EXERCISE REQUIREMENTS: Please repeat each of the rows below word for word, leaving the pictures out of your answer.

SUPPLIED RECORDS START

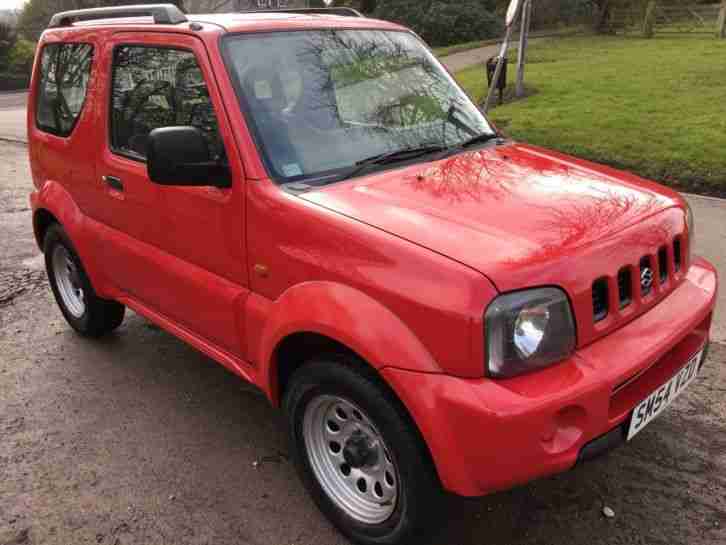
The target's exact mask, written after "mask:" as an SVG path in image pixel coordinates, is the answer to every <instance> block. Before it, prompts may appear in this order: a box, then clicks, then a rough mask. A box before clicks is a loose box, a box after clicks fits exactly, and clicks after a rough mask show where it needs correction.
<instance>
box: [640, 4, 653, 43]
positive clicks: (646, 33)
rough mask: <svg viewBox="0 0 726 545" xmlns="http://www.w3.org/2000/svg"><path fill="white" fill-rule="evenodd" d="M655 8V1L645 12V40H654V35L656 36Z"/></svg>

SUPPLIED RECORDS END

WRITTEN REPLY:
The target's exact mask, written after "mask:" as an SVG path in image pixel coordinates, is the answer to every <instance> block. Before it, prompts may appear in this order: a box, then clicks, then a rough mask. A box before clicks is a loose box, a box after clicks fits exactly, and clicks after a rough mask show where it needs correction.
<instance>
box: [640, 4, 653, 43]
positive clicks: (646, 33)
rough mask: <svg viewBox="0 0 726 545" xmlns="http://www.w3.org/2000/svg"><path fill="white" fill-rule="evenodd" d="M655 8V1L645 12V40H654V35L656 36Z"/></svg>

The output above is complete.